• [Input]:
· · · ·

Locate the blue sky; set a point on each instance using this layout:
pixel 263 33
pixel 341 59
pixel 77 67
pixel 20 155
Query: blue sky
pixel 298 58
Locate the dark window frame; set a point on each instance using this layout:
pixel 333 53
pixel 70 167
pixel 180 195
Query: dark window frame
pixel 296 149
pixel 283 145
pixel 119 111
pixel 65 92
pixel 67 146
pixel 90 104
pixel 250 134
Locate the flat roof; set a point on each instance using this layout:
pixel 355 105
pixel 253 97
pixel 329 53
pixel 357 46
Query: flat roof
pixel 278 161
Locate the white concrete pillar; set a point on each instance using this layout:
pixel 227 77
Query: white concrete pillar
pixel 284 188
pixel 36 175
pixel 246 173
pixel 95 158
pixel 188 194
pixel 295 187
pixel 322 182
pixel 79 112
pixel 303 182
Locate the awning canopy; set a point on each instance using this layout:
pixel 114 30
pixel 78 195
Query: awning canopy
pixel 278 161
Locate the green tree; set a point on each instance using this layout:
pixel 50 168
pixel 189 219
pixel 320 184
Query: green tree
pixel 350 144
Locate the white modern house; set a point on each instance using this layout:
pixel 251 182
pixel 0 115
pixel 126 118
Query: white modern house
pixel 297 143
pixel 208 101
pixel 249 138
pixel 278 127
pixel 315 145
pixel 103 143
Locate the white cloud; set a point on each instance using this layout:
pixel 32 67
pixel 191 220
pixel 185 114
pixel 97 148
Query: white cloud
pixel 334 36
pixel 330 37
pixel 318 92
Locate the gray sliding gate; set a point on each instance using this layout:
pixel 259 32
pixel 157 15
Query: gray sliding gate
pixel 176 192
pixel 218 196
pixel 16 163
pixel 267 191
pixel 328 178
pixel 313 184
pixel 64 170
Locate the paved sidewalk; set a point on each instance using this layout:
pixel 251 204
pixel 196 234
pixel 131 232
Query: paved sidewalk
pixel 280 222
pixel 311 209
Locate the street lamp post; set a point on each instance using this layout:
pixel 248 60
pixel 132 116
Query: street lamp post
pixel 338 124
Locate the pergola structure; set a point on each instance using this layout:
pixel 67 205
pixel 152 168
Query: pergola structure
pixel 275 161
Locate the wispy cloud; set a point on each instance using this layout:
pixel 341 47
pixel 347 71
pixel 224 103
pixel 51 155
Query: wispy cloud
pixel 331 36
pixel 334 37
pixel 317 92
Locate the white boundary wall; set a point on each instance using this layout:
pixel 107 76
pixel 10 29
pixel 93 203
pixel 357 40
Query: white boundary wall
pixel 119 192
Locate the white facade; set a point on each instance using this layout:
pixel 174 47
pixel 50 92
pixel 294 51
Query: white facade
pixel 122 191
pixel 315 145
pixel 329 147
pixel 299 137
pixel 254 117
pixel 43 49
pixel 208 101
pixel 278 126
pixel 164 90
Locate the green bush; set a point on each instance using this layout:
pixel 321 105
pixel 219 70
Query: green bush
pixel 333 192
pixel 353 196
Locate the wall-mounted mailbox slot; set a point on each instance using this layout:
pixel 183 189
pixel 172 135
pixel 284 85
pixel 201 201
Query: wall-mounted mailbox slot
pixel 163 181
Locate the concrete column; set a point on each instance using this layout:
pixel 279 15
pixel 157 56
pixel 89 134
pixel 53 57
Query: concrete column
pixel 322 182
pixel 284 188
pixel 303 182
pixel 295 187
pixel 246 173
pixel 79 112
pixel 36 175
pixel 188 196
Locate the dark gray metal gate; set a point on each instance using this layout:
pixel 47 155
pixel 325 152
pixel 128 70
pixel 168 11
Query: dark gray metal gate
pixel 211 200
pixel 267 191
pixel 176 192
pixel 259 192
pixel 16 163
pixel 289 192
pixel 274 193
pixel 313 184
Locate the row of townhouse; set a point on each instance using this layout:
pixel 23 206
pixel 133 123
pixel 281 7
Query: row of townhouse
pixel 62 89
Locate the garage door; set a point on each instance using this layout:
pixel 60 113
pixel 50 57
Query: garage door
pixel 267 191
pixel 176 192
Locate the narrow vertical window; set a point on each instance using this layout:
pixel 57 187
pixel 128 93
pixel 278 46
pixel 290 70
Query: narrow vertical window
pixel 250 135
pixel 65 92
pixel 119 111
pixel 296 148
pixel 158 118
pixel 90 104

· · · ·

• [Written request]: Please output every line of the records above as a Markdown table, skipping blank lines. Put the row number in a column headed "Row" and the line itself in a column headed "Record text".

• [Result]:
| Row | Record text |
|---|---|
| 1 | Locate the blue sky; set a point on each instance using this layout: |
| 2 | pixel 263 33 |
| 3 | pixel 341 59 |
| 4 | pixel 77 67 |
| 5 | pixel 20 155 |
| 6 | Query: blue sky |
| 7 | pixel 298 58 |
| 8 | Locate the dark window frame; set a point on each instance using this layout: |
| 9 | pixel 333 53 |
| 10 | pixel 70 167 |
| 11 | pixel 180 195 |
| 12 | Query: dark window frame |
| 13 | pixel 296 149 |
| 14 | pixel 283 145 |
| 15 | pixel 119 111 |
| 16 | pixel 65 92 |
| 17 | pixel 67 146 |
| 18 | pixel 90 104 |
| 19 | pixel 250 134 |
| 20 | Locate the flat roof; set a point on each instance using this layout: |
| 21 | pixel 355 105 |
| 22 | pixel 253 97 |
| 23 | pixel 329 53 |
| 24 | pixel 357 46 |
| 25 | Query: flat roof |
| 26 | pixel 278 161 |
| 27 | Locate the white concrete pillar; set a point on each instance using this layout: |
| 28 | pixel 227 77 |
| 29 | Query: white concrete pillar |
| 30 | pixel 284 188 |
| 31 | pixel 36 175 |
| 32 | pixel 246 173 |
| 33 | pixel 95 158 |
| 34 | pixel 188 194 |
| 35 | pixel 295 187 |
| 36 | pixel 322 182 |
| 37 | pixel 79 112 |
| 38 | pixel 303 182 |
| 39 | Locate the awning canopy; set a point on each instance using this layout: |
| 40 | pixel 114 30 |
| 41 | pixel 78 195 |
| 42 | Query: awning canopy |
| 43 | pixel 278 161 |
| 44 | Locate the green tree; set a point on each instance using this layout: |
| 45 | pixel 50 168 |
| 46 | pixel 189 219 |
| 47 | pixel 320 184 |
| 48 | Query: green tree |
| 49 | pixel 350 144 |
| 50 | Locate the white modern house; set a point on each instance using this layout: |
| 51 | pixel 251 182 |
| 52 | pixel 0 115 |
| 53 | pixel 126 118 |
| 54 | Query: white modern house |
| 55 | pixel 297 143 |
| 56 | pixel 208 101 |
| 57 | pixel 249 138 |
| 58 | pixel 278 127 |
| 59 | pixel 315 145 |
| 60 | pixel 103 143 |
| 61 | Locate the white cloud; set a point on each instance using this layout: |
| 62 | pixel 32 67 |
| 63 | pixel 191 220 |
| 64 | pixel 185 114 |
| 65 | pixel 97 148 |
| 66 | Query: white cloud |
| 67 | pixel 334 36 |
| 68 | pixel 330 37 |
| 69 | pixel 318 92 |
| 70 | Locate the gray sliding gate; set a point on each instance using this layout: |
| 71 | pixel 259 32 |
| 72 | pixel 157 15 |
| 73 | Query: gray sliding gate |
| 74 | pixel 176 192 |
| 75 | pixel 218 196 |
| 76 | pixel 16 163 |
| 77 | pixel 267 191 |
| 78 | pixel 328 178 |
| 79 | pixel 313 184 |
| 80 | pixel 64 170 |
| 81 | Locate the paved sidewalk; set a point on each instance using this layout: |
| 82 | pixel 251 204 |
| 83 | pixel 196 234 |
| 84 | pixel 131 232 |
| 85 | Query: paved sidewalk |
| 86 | pixel 280 222 |
| 87 | pixel 311 209 |
| 88 | Locate the street lamp post; set a point on each instance using this layout: |
| 89 | pixel 248 60 |
| 90 | pixel 132 116 |
| 91 | Query: street lamp post |
| 92 | pixel 338 124 |
| 93 | Locate the pergola structure; set a point on each instance using this layout: |
| 94 | pixel 67 205 |
| 95 | pixel 152 168 |
| 96 | Query: pergola structure |
| 97 | pixel 275 161 |
| 98 | Locate the wispy cloud; set a point on each instance using this layout: |
| 99 | pixel 341 47 |
| 100 | pixel 347 71 |
| 101 | pixel 224 103 |
| 102 | pixel 51 155 |
| 103 | Query: wispy cloud |
| 104 | pixel 331 36 |
| 105 | pixel 334 37 |
| 106 | pixel 317 92 |
| 107 | Locate the white boundary wall; set a point on each instance using this layout: |
| 108 | pixel 107 76 |
| 109 | pixel 10 29 |
| 110 | pixel 93 203 |
| 111 | pixel 357 40 |
| 112 | Query: white boundary wall |
| 113 | pixel 119 192 |
| 114 | Locate the white facade; set a point on each instance using this layout: |
| 115 | pixel 174 47 |
| 116 | pixel 50 92 |
| 117 | pixel 294 51 |
| 118 | Query: white facade |
| 119 | pixel 122 191 |
| 120 | pixel 315 145 |
| 121 | pixel 329 147 |
| 122 | pixel 299 137 |
| 123 | pixel 254 117 |
| 124 | pixel 43 49 |
| 125 | pixel 208 101 |
| 126 | pixel 278 126 |
| 127 | pixel 164 90 |
| 128 | Locate the green bush; set a point on each instance using this layout: |
| 129 | pixel 321 105 |
| 130 | pixel 219 70 |
| 131 | Query: green bush |
| 132 | pixel 333 192 |
| 133 | pixel 353 196 |
| 134 | Locate the wall-mounted mailbox slot; set a point on each instance using this layout: |
| 135 | pixel 183 189 |
| 136 | pixel 172 135 |
| 137 | pixel 284 85 |
| 138 | pixel 201 201 |
| 139 | Query: wall-mounted mailbox slot |
| 140 | pixel 163 181 |
| 141 | Locate the concrete column; set a point on each instance using this layout: |
| 142 | pixel 279 15 |
| 143 | pixel 157 56 |
| 144 | pixel 89 134 |
| 145 | pixel 53 57 |
| 146 | Query: concrete column |
| 147 | pixel 322 182 |
| 148 | pixel 284 188 |
| 149 | pixel 303 182 |
| 150 | pixel 295 187 |
| 151 | pixel 246 173 |
| 152 | pixel 79 112 |
| 153 | pixel 36 175 |
| 154 | pixel 188 196 |
| 155 | Locate the dark gray metal gate; set a point on each instance using this layout: |
| 156 | pixel 47 155 |
| 157 | pixel 325 152 |
| 158 | pixel 128 70 |
| 159 | pixel 168 11 |
| 160 | Query: dark gray metal gate |
| 161 | pixel 211 200 |
| 162 | pixel 267 191 |
| 163 | pixel 176 192 |
| 164 | pixel 259 192 |
| 165 | pixel 16 163 |
| 166 | pixel 289 192 |
| 167 | pixel 274 193 |
| 168 | pixel 313 184 |
| 169 | Locate the row of townhouse; set a point on each instance using this layout: |
| 170 | pixel 23 206 |
| 171 | pixel 133 123 |
| 172 | pixel 281 7 |
| 173 | Query: row of townhouse |
| 174 | pixel 62 89 |
| 175 | Locate the garage door; set a point on each instance using this layout: |
| 176 | pixel 60 113 |
| 177 | pixel 50 57 |
| 178 | Query: garage door |
| 179 | pixel 267 191 |
| 180 | pixel 176 192 |
| 181 | Locate the narrow vertical window; set a point on each instance using this layout: |
| 182 | pixel 57 187 |
| 183 | pixel 128 93 |
| 184 | pixel 278 46 |
| 185 | pixel 290 70 |
| 186 | Query: narrow vertical window |
| 187 | pixel 250 135 |
| 188 | pixel 65 92 |
| 189 | pixel 119 111 |
| 190 | pixel 296 148 |
| 191 | pixel 158 118 |
| 192 | pixel 90 104 |